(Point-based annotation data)
● ● ● ● ●
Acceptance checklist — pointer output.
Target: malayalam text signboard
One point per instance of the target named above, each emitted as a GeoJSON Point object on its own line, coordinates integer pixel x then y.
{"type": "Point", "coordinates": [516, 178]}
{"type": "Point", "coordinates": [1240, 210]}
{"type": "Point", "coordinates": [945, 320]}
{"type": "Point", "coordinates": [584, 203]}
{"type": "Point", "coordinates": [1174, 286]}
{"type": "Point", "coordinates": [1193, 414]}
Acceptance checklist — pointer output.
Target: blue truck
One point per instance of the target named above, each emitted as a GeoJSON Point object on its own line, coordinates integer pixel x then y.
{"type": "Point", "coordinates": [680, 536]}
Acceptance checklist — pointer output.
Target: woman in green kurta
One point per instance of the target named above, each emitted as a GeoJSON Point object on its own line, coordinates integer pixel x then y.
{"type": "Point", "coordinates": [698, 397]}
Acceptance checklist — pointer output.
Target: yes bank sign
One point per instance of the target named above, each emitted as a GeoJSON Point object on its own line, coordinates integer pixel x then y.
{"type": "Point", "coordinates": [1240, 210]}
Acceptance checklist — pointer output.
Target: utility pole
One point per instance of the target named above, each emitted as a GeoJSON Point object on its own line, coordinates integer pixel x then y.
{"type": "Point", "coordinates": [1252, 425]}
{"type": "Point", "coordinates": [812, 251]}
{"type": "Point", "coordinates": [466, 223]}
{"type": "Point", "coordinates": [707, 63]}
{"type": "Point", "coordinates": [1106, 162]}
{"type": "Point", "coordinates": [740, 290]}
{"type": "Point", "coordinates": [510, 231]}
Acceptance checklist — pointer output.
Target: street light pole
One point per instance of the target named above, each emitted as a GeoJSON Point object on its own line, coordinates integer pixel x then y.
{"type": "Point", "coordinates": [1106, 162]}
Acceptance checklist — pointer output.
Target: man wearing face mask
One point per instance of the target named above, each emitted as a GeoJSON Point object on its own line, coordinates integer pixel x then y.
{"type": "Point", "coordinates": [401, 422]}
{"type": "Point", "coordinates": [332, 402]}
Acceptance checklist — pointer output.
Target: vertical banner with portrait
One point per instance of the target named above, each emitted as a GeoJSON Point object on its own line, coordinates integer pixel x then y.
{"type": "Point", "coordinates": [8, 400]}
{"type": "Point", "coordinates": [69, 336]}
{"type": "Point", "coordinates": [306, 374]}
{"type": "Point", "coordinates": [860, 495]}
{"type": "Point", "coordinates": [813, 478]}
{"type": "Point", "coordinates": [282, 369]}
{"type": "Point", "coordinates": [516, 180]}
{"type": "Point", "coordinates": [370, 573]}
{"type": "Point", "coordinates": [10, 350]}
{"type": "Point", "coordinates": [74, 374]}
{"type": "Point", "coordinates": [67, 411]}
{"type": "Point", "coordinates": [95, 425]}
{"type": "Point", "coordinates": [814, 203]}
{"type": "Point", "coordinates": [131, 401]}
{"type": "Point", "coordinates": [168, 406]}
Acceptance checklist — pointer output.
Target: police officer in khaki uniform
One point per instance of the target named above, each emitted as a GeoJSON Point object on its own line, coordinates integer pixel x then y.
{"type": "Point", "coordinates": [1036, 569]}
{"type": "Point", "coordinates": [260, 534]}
● ● ● ● ●
◆ Your objective: Reproduce the full listing exactly.

◆ Written solution:
Acceptance checklist — pointer output.
Target: malayalam text signboard
One point per instance of the target named above, each emitted as a GeoJSON Point object on its own line, coordinates integer pixel x then y.
{"type": "Point", "coordinates": [516, 178]}
{"type": "Point", "coordinates": [1240, 210]}
{"type": "Point", "coordinates": [945, 320]}
{"type": "Point", "coordinates": [584, 203]}
{"type": "Point", "coordinates": [1174, 286]}
{"type": "Point", "coordinates": [1193, 414]}
Acceptance checklist — pointer output.
Target: blue truck
One point per instance of the target named above, each emitted as a GeoJSON Point object on its own line, coordinates integer pixel x then y.
{"type": "Point", "coordinates": [680, 536]}
Acceptance checklist — pointer output.
Target: woman in green kurta
One point per instance of the target named above, each emitted as a GeoJSON Point object on its own line, coordinates integer pixel x then y.
{"type": "Point", "coordinates": [698, 397]}
Acceptance checklist — pointer output.
Target: yes bank sign
One point per instance of the target named above, each emitted as a GeoJSON Point object on its own line, coordinates integer pixel x then y.
{"type": "Point", "coordinates": [1240, 210]}
Acceptance checklist — pointer output.
Target: utility pole
One point per instance of the target named above, each emitted as a GeoJSON Point object on its own line, coordinates integer pixel x then y.
{"type": "Point", "coordinates": [1252, 425]}
{"type": "Point", "coordinates": [812, 251]}
{"type": "Point", "coordinates": [466, 223]}
{"type": "Point", "coordinates": [707, 63]}
{"type": "Point", "coordinates": [1106, 162]}
{"type": "Point", "coordinates": [740, 290]}
{"type": "Point", "coordinates": [510, 231]}
Acceptance checklist — pointer output.
Target: street light pole
One point per instance of the target named above, each emitted as a GeoJSON Point object on its own line, coordinates integer pixel x then y.
{"type": "Point", "coordinates": [1106, 162]}
Acceptance checklist — pointer output.
Target: man wearing face mask
One point per instance of the target named above, each emitted as a GeoJSON Point object on its own line, coordinates integer pixel x then y.
{"type": "Point", "coordinates": [401, 422]}
{"type": "Point", "coordinates": [332, 402]}
Acceptance checklist — pointer output.
Target: vertical banner with portrait
One point per instance of the target named above, each emitted as a GeoJSON Point object on its own line, coordinates integer pixel x then y.
{"type": "Point", "coordinates": [8, 400]}
{"type": "Point", "coordinates": [69, 336]}
{"type": "Point", "coordinates": [306, 374]}
{"type": "Point", "coordinates": [860, 495]}
{"type": "Point", "coordinates": [813, 478]}
{"type": "Point", "coordinates": [282, 369]}
{"type": "Point", "coordinates": [516, 180]}
{"type": "Point", "coordinates": [370, 573]}
{"type": "Point", "coordinates": [10, 350]}
{"type": "Point", "coordinates": [74, 374]}
{"type": "Point", "coordinates": [67, 411]}
{"type": "Point", "coordinates": [95, 425]}
{"type": "Point", "coordinates": [814, 203]}
{"type": "Point", "coordinates": [131, 401]}
{"type": "Point", "coordinates": [168, 406]}
Acceptance checklist — pointer output.
Target: police officer in khaki uniform
One point per instance of the target named above, each emitted as a GeoJSON Point object on its own line, coordinates integer pixel x then y.
{"type": "Point", "coordinates": [1036, 569]}
{"type": "Point", "coordinates": [260, 534]}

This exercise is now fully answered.